> [TASK SET]:
(A) Reproduce the passage on time formats word for word, beginning at the words "The definition of" and ending after the words "12-hour clock time with single digits preceded by a blank.".
(B) Which operating systems does the passage on time formats name?

> [GIVEN PASSAGE]:
****************

Where leading zeros are shown they will be used on output but are
optional on input. Names are matched case-insensitively on input:
whether they are capitalized on output depends on the platform and the
locale. Note that abbreviated names are platform-specific (although
the standards specify that in the ‘C’ locale they must be the
first three letters of the capitalized English name: this convention
is widely used in English-language locales but for example the French
month abbreviations are not the same on any two of Linux, macOS, Solaris
and Windows). Knowing what the abbreviations are is essential
if you wish to use %a
, %b
or %h
as part of an
input format: see the examples for how to check.
When %z
or %Z
is used for output with an
object with an assigned time zone an attempt is made to use the values
for that time zone — but it is not guaranteed to succeed.
The definition of ‘whitespace’ for %n
and %t
is platform-dependent: for most it does not include non-breaking spaces.
Not in the standards and less widely implemented are
%k
The 24-hour clock time with single digits preceded by a blank.
%l
The 12-hour clock time with single digits preceded by a blank.
%s
(Output only.) The number of seconds since the epoch.
%+
(Output only.) Similar to
%c
, often"%a %b %e %H:%M:%S %Z %Y"
. May depend on the locale.
For output there are also %O[dHImMUVwWy]
which may emit
numbers in an alternative locale-dependent format (e.g., roman
numerals), and %E[cCyYxX]
which can use an alternative
‘era’ (e.g., a different religious calendar). Which of these
are supported is OS-dependent. These are accepted for input, but with
the standard interpretation.
Specific to R is %OSn
, which for output gives the seconds
truncated to 0 <= n <= 6
decimal places (and if %OS
is
not followed by a digit, it uses the setting of
getOption("digits.secs")
, or if that is unset, n =
0
). Further, for strptime
%OS
will input seconds
including fractional seconds. Note that %S
does not read
fractional parts on output.
The behaviour of other conversion specifications (and even if other
character sequences commencing with %
are conversion
specifications) is system-specific. Some systems document that the
use of multi-byte characters in format
is unsupported: UTF-8
locales are unlikely to cause a problem.
Value
The format
methods and strftime
return character vectors
representing the time. NA
times are returned as
NA_character_
.
strptime
turns character representations into an object of
class "POSIXlt"
. The time zone is used to set the
isdst
component and to set the "tzone"
attribute if
tz != ""
. If the specified time is invalid (for example
‘"2010-02-30 08:00"’) all the components of the result are
NA
. (NB: this does means exactly what it says – if it is an
invalid time, not just a time that does not exist in some time zone.)

****************

A run of records
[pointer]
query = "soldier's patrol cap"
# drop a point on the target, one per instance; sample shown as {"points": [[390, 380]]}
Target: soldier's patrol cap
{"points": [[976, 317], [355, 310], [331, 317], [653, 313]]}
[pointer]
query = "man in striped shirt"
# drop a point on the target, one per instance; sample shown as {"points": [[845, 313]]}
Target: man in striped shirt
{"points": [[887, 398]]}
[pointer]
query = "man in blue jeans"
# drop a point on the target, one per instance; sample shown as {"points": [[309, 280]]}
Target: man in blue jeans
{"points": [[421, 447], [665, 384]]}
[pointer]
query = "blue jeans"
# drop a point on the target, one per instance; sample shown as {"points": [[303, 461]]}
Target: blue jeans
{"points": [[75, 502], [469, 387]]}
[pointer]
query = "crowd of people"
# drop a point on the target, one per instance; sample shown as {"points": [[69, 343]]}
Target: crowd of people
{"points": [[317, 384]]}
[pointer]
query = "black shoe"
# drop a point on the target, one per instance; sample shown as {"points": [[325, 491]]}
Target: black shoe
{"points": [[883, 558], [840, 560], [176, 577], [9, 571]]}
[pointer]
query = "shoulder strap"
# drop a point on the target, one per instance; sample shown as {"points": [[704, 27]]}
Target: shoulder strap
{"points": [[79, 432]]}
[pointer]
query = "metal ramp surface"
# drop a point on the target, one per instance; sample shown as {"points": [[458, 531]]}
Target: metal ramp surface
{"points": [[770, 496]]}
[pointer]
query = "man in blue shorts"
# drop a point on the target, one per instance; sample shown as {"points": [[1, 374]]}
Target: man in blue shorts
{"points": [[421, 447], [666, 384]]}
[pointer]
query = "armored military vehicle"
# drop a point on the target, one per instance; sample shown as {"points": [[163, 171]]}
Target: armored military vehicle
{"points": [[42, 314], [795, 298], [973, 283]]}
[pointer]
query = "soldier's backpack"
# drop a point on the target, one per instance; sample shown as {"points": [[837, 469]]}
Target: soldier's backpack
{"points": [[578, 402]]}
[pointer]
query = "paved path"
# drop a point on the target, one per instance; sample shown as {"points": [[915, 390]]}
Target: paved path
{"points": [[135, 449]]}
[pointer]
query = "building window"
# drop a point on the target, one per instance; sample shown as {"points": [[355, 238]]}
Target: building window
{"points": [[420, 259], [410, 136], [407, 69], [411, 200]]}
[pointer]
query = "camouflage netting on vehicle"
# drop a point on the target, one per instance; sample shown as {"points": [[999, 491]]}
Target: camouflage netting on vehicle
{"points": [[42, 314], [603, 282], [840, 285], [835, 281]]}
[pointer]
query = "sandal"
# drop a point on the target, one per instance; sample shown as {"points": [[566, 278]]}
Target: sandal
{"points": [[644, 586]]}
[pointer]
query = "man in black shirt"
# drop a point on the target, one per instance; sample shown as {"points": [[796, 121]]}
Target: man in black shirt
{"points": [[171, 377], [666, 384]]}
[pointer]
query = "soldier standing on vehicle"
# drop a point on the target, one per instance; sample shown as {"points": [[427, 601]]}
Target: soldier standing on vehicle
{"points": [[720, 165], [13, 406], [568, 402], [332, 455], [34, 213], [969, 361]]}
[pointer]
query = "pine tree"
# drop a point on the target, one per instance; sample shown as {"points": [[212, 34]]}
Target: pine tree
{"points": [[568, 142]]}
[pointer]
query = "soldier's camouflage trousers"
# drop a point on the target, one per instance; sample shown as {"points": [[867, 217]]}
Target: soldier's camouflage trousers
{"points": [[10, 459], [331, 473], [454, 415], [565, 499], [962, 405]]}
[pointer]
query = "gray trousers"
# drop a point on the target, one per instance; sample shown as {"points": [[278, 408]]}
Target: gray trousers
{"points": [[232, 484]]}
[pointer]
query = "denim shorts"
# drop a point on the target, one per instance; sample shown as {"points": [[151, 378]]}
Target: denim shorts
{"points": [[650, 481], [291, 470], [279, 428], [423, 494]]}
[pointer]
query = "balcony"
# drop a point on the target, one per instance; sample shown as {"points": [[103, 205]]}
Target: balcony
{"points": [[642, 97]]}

****************

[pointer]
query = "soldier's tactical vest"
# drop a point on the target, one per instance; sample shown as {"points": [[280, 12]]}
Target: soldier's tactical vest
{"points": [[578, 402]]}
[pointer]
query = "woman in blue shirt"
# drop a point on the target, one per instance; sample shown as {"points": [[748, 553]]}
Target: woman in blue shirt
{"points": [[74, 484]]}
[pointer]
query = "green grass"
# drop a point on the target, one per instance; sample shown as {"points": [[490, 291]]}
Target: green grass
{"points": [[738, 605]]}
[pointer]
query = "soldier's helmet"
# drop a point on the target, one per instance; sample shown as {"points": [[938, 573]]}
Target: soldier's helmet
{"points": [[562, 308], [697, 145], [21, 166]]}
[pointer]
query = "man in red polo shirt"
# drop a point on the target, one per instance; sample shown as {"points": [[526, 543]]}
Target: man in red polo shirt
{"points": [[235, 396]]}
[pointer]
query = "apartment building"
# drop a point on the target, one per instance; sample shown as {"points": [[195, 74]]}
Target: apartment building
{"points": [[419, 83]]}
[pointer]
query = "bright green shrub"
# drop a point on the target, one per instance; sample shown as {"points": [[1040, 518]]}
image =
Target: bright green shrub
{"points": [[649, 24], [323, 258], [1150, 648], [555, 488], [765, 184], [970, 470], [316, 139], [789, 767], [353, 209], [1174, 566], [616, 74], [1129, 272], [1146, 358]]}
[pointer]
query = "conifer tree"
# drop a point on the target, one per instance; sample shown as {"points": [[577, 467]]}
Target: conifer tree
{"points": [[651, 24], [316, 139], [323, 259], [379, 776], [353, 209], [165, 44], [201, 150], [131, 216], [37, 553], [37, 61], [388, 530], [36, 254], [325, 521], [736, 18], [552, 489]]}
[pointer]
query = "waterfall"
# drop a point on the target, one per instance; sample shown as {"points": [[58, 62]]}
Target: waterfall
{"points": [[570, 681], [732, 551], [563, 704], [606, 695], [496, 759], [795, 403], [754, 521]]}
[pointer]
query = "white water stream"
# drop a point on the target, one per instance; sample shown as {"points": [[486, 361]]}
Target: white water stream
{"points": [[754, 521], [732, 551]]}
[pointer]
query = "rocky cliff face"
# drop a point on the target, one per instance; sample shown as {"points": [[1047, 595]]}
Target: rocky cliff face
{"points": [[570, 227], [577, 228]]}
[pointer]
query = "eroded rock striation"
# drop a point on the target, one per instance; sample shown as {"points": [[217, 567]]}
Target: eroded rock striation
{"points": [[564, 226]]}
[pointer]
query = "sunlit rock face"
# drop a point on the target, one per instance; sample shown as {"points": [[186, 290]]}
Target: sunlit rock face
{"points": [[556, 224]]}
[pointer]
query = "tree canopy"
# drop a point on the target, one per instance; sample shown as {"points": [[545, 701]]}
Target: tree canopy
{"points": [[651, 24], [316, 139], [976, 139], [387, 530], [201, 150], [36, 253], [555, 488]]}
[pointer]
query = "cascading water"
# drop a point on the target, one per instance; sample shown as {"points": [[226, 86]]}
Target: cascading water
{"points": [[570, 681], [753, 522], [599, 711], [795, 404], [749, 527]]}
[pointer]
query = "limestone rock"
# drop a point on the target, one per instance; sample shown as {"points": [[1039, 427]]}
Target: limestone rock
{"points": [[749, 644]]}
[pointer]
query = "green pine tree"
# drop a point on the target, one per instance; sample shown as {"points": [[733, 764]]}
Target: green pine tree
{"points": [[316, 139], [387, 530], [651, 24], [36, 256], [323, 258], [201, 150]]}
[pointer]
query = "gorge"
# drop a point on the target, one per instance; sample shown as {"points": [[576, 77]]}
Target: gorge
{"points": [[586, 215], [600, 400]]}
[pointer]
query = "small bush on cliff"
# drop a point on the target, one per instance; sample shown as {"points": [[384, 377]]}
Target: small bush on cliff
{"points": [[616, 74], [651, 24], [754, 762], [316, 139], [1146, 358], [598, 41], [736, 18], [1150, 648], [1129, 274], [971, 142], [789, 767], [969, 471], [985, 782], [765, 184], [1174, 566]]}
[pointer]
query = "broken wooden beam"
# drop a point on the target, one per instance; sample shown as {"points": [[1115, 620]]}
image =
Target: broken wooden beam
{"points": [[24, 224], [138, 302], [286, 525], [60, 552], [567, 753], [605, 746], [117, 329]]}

****************

> [FULL SOLUTIONS]:
(A)
The definition of ‘whitespace’ for %n
and %t
is platform-dependent: for most it does not include non-breaking spaces.
Not in the standards and less widely implemented are
%k
The 24-hour clock time with single digits preceded by a blank.
%l
The 12-hour clock time with single digits preceded by a blank.

(B) Linux, macOS, Solaris, Windows